__Input records__.
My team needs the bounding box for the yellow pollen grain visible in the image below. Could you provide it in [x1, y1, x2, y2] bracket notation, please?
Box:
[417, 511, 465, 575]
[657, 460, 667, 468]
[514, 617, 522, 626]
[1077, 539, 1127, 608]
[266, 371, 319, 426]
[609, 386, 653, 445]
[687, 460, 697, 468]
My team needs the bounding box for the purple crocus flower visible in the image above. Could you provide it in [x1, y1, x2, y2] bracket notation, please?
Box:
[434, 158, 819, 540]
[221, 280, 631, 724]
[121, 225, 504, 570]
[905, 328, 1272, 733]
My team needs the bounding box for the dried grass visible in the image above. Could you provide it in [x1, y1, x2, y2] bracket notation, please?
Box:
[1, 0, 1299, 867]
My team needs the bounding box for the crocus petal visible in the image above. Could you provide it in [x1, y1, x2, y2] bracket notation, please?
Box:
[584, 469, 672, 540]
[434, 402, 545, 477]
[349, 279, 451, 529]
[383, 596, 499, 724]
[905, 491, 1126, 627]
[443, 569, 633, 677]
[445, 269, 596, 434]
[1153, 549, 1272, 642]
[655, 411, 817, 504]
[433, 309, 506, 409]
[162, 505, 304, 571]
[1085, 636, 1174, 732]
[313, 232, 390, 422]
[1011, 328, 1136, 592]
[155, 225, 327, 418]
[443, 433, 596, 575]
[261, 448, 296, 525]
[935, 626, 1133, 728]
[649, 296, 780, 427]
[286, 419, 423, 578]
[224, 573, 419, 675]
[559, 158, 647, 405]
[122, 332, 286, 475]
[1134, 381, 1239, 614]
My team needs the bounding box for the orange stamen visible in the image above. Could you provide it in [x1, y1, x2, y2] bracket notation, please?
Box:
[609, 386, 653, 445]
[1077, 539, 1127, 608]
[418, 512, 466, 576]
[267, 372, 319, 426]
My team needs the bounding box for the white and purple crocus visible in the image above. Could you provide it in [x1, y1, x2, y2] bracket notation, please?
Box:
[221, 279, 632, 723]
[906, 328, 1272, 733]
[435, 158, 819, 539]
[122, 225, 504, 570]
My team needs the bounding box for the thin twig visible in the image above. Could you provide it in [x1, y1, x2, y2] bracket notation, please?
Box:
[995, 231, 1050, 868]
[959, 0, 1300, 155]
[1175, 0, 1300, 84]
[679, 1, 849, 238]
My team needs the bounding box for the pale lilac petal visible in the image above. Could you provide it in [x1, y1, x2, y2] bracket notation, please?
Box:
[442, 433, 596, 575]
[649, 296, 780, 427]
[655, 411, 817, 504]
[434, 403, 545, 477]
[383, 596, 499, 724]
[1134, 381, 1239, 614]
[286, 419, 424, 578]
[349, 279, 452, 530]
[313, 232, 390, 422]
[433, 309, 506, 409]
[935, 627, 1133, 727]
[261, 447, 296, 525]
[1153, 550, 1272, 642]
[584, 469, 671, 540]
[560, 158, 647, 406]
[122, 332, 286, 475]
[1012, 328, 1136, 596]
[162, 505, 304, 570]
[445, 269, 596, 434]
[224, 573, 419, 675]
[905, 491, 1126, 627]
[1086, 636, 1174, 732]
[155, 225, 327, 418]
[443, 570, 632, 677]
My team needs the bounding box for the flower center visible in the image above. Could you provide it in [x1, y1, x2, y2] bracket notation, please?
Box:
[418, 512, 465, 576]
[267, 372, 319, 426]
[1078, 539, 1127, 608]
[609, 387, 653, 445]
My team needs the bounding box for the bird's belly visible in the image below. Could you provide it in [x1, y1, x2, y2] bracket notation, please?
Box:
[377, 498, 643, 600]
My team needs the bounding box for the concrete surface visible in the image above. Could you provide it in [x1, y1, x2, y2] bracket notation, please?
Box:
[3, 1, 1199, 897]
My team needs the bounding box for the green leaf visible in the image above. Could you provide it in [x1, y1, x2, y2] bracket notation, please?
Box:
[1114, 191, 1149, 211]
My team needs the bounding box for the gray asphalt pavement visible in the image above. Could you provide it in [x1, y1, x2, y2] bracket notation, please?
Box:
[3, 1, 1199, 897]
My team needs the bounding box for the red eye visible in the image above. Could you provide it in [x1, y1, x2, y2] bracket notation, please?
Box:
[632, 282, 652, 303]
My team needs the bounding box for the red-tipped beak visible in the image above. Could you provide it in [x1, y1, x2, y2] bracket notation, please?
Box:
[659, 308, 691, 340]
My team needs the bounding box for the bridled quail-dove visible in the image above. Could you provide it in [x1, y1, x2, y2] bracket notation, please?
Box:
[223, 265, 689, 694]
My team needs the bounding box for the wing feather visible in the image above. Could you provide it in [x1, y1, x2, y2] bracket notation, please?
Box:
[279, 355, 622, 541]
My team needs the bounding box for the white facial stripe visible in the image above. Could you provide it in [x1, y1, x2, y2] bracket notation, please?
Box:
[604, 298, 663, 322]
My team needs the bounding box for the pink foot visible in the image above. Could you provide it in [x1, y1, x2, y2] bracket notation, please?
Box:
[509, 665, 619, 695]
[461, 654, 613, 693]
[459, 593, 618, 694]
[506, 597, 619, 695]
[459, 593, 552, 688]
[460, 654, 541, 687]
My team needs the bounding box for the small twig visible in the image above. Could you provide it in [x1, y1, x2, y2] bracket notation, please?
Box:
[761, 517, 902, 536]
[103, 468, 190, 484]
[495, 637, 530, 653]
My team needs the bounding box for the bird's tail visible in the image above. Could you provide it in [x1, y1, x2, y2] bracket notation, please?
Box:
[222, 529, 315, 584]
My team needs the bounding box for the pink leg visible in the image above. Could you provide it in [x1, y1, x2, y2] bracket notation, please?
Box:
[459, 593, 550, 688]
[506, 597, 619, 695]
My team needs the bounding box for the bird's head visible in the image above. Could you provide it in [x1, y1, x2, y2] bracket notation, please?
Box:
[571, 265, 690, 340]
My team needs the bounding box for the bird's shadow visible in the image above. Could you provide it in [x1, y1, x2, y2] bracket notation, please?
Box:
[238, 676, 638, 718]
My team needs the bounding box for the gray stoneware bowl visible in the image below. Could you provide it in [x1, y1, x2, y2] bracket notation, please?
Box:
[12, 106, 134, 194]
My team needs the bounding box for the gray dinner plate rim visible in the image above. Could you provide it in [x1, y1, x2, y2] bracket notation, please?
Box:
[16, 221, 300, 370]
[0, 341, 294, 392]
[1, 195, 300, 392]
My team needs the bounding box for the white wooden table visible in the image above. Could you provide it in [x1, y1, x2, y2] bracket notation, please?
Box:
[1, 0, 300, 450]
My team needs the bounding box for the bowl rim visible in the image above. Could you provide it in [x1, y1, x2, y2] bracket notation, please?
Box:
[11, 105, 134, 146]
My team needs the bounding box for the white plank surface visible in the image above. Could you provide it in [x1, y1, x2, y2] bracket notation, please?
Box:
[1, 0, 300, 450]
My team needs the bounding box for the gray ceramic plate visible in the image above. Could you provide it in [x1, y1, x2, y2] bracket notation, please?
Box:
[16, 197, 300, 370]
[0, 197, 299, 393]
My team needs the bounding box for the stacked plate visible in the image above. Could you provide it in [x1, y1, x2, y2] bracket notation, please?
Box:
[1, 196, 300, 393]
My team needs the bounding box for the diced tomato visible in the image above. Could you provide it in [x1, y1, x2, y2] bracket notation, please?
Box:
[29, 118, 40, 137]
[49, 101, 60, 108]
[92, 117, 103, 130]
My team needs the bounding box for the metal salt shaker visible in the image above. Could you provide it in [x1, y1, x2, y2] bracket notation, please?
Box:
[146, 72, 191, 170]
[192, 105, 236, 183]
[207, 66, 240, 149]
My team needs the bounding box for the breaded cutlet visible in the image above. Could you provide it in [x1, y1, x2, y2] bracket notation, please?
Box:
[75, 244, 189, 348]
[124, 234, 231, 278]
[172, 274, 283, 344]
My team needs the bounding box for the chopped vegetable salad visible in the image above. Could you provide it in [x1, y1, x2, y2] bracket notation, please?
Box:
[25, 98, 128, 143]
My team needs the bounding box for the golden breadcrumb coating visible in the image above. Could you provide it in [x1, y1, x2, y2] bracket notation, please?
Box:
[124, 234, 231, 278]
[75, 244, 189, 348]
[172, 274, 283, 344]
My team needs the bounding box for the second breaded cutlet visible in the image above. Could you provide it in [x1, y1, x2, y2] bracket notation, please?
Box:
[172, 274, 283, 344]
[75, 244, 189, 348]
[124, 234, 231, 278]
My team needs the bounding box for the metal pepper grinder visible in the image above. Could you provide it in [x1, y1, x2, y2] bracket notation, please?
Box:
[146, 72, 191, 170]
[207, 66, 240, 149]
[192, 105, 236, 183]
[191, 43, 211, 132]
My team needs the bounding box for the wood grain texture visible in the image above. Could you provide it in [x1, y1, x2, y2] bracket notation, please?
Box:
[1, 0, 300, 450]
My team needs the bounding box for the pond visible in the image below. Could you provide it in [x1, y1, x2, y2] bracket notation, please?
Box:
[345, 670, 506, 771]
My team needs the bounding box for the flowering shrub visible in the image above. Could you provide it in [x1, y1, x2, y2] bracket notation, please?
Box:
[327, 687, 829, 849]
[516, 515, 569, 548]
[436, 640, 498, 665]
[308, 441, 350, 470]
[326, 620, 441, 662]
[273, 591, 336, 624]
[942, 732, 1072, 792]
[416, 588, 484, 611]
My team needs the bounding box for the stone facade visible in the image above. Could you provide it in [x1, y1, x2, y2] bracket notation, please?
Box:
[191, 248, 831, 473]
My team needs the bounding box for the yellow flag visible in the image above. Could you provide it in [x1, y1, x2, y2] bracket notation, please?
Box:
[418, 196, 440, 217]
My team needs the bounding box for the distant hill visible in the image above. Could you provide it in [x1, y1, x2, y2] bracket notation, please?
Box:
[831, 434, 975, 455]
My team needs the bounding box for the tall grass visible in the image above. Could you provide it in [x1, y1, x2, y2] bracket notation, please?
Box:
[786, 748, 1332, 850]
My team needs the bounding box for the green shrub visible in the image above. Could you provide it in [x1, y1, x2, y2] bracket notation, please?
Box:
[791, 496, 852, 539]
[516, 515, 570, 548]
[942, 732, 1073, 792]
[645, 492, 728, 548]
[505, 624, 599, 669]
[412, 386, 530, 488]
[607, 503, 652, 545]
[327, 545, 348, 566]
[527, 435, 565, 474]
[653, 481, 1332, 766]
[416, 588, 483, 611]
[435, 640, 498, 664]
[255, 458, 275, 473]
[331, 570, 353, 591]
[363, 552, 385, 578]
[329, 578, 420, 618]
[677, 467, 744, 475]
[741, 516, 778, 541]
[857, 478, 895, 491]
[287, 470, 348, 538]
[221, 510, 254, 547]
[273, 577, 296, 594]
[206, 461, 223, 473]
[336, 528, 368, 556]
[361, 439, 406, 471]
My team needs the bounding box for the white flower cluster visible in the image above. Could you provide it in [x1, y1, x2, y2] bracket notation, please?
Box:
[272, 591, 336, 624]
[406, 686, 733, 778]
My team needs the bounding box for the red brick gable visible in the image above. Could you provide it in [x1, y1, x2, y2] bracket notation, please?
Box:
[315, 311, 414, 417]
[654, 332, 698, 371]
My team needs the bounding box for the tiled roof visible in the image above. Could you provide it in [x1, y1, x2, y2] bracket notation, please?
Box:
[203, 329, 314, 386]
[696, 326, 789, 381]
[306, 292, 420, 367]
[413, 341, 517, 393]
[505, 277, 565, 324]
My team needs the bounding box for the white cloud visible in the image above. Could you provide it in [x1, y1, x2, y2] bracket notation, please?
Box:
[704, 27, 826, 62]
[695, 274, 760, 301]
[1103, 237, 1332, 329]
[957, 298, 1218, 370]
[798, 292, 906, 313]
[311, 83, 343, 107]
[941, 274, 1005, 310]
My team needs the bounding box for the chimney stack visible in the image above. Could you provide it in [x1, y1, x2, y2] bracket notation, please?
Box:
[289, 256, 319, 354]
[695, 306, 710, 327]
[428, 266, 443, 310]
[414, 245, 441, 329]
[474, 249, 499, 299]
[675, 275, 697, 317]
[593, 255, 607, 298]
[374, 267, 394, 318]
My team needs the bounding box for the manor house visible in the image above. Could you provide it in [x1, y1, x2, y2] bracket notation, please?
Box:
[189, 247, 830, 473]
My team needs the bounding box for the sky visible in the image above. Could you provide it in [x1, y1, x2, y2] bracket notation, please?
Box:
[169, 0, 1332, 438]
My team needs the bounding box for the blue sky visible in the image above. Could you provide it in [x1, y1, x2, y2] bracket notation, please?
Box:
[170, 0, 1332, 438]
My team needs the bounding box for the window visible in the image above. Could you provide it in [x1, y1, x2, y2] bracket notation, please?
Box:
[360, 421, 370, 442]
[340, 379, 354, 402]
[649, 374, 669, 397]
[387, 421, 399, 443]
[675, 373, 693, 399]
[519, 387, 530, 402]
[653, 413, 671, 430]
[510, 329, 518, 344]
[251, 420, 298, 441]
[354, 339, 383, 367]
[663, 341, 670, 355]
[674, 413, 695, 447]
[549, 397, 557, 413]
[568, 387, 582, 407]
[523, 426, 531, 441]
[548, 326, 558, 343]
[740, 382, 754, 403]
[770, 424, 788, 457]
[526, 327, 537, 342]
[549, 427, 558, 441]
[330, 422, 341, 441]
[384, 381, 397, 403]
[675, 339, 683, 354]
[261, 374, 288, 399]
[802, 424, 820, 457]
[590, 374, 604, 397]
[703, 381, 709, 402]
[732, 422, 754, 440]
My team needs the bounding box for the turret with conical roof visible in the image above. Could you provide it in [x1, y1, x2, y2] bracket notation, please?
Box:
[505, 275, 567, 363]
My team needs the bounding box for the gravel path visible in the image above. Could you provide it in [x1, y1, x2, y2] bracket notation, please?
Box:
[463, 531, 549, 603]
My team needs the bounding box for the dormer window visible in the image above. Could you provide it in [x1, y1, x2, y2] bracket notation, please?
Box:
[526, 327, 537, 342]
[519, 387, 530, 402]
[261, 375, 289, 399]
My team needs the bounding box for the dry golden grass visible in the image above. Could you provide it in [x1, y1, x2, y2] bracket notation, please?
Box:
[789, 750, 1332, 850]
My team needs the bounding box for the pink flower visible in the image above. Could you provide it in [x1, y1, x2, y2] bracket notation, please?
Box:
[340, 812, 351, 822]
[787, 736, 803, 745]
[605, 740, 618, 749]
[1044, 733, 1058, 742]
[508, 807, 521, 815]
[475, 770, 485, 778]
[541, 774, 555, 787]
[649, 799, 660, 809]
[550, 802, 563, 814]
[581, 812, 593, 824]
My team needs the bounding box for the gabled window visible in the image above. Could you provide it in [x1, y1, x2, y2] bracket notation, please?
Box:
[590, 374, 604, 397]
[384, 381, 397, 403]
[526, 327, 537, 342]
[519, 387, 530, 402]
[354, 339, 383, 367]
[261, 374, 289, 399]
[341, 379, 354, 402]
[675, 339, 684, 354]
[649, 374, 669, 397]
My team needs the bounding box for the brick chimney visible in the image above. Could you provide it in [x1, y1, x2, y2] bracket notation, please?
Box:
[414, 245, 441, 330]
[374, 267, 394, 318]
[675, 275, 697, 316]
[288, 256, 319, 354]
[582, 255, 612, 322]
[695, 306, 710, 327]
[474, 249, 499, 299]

__Your assignment__. Search the records above for the string "chimney" and copy each line that holds it.

__Your solution__.
My team needs the bounding box for the chimney stack visible in the image above. Could you provide it in [x1, y1, x2, y2] bracket notation, please?
My team needs the bounding box for the brick chimney visible in the image above. Could you provide it in [x1, y1, x2, y2] bracket notation, please?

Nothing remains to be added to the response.